=== DATA FOR REVIEW ===

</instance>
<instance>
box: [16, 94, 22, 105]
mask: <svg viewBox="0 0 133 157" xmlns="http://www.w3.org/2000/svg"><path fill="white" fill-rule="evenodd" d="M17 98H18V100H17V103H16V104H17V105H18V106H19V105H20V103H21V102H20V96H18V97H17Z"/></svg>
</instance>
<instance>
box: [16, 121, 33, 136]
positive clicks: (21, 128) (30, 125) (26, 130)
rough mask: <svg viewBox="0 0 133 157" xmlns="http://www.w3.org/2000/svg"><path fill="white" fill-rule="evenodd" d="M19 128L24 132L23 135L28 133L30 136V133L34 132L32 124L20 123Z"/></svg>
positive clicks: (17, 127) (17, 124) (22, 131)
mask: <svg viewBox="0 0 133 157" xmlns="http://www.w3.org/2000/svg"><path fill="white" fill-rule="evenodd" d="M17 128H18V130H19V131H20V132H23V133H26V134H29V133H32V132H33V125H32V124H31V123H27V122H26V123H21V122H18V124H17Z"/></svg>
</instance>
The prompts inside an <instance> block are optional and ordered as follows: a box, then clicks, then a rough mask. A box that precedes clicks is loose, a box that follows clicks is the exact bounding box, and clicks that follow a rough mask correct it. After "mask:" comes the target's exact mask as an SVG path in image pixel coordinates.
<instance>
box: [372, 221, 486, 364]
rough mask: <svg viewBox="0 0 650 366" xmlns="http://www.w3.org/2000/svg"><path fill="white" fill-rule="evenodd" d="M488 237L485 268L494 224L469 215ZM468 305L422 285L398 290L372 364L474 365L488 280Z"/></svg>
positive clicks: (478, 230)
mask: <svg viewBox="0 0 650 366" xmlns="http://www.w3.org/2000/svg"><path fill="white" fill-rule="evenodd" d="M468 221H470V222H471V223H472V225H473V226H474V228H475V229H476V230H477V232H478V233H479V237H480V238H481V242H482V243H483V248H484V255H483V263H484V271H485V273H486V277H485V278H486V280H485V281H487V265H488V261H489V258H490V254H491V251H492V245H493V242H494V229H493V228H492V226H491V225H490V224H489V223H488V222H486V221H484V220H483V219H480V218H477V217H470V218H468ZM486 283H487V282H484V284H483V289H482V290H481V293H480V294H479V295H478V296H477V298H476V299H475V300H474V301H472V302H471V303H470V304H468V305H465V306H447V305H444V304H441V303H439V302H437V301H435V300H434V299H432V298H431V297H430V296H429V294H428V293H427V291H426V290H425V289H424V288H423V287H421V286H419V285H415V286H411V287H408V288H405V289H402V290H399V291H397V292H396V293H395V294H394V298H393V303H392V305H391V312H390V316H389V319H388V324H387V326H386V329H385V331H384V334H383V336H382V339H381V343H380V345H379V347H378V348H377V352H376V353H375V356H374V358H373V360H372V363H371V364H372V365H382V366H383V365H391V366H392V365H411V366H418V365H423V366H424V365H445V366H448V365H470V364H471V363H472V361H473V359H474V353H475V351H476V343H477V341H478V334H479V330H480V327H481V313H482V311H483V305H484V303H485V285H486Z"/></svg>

=== WORK TO BE COMPLETED ===
The whole set of records needs to be written out exactly.

=== FINAL ANSWER ===
</instance>
<instance>
box: [16, 94, 22, 105]
mask: <svg viewBox="0 0 133 157" xmlns="http://www.w3.org/2000/svg"><path fill="white" fill-rule="evenodd" d="M17 98H18V100H17V103H16V104H17V105H18V106H19V105H20V103H21V102H20V96H18V97H17Z"/></svg>
</instance>
<instance>
box: [16, 121, 33, 136]
positive clicks: (21, 128) (30, 125) (26, 130)
rough mask: <svg viewBox="0 0 133 157" xmlns="http://www.w3.org/2000/svg"><path fill="white" fill-rule="evenodd" d="M19 128L24 132L23 135L28 133L30 136V133L34 132L32 124L20 123Z"/></svg>
positive clicks: (17, 127) (17, 124) (22, 131)
mask: <svg viewBox="0 0 133 157" xmlns="http://www.w3.org/2000/svg"><path fill="white" fill-rule="evenodd" d="M17 128H18V130H19V131H20V132H23V133H26V134H29V133H32V132H33V125H32V124H31V123H27V122H26V123H21V122H18V124H17Z"/></svg>
</instance>
The prompts inside an <instance> block are optional and ordered as follows: a box, then clicks, then a rough mask. A box that precedes clicks is loose, a box that follows clicks is the exact bounding box, and clicks that follow a rough mask correct it. After "mask:" comes the target's exact mask as an SVG path in image pixel coordinates.
<instance>
box: [372, 221, 486, 364]
rough mask: <svg viewBox="0 0 650 366" xmlns="http://www.w3.org/2000/svg"><path fill="white" fill-rule="evenodd" d="M488 237L485 268L494 224L469 215ZM468 305L422 285L398 290L372 364L474 365L488 280Z"/></svg>
positive clicks: (478, 230)
mask: <svg viewBox="0 0 650 366" xmlns="http://www.w3.org/2000/svg"><path fill="white" fill-rule="evenodd" d="M468 221H470V222H471V223H472V225H473V226H474V228H475V229H476V230H477V232H478V233H479V237H480V238H481V242H482V243H483V248H484V255H483V263H484V271H485V273H486V277H485V278H486V280H485V281H487V265H488V261H489V258H490V254H491V251H492V245H493V242H494V229H493V228H492V226H491V225H490V224H489V223H488V222H486V221H484V220H483V219H480V218H477V217H470V218H468ZM486 283H487V282H484V284H483V289H482V290H481V293H480V294H479V295H478V296H477V298H476V299H475V300H474V301H472V302H471V303H470V304H468V305H465V306H447V305H444V304H441V303H439V302H437V301H435V300H434V299H432V298H431V297H430V296H429V294H428V293H427V291H426V290H425V289H424V288H423V287H421V286H419V285H415V286H411V287H408V288H405V289H402V290H399V291H397V292H396V293H395V294H394V298H393V303H392V305H391V312H390V316H389V319H388V324H387V326H386V329H385V331H384V334H383V336H382V339H381V343H380V345H379V347H378V348H377V352H376V353H375V356H374V358H373V360H372V363H371V364H372V365H382V366H383V365H391V366H392V365H411V366H418V365H423V366H424V365H445V366H448V365H470V364H471V363H472V361H473V359H474V353H475V351H476V343H477V341H478V334H479V330H480V327H481V313H482V311H483V305H484V303H485V285H486Z"/></svg>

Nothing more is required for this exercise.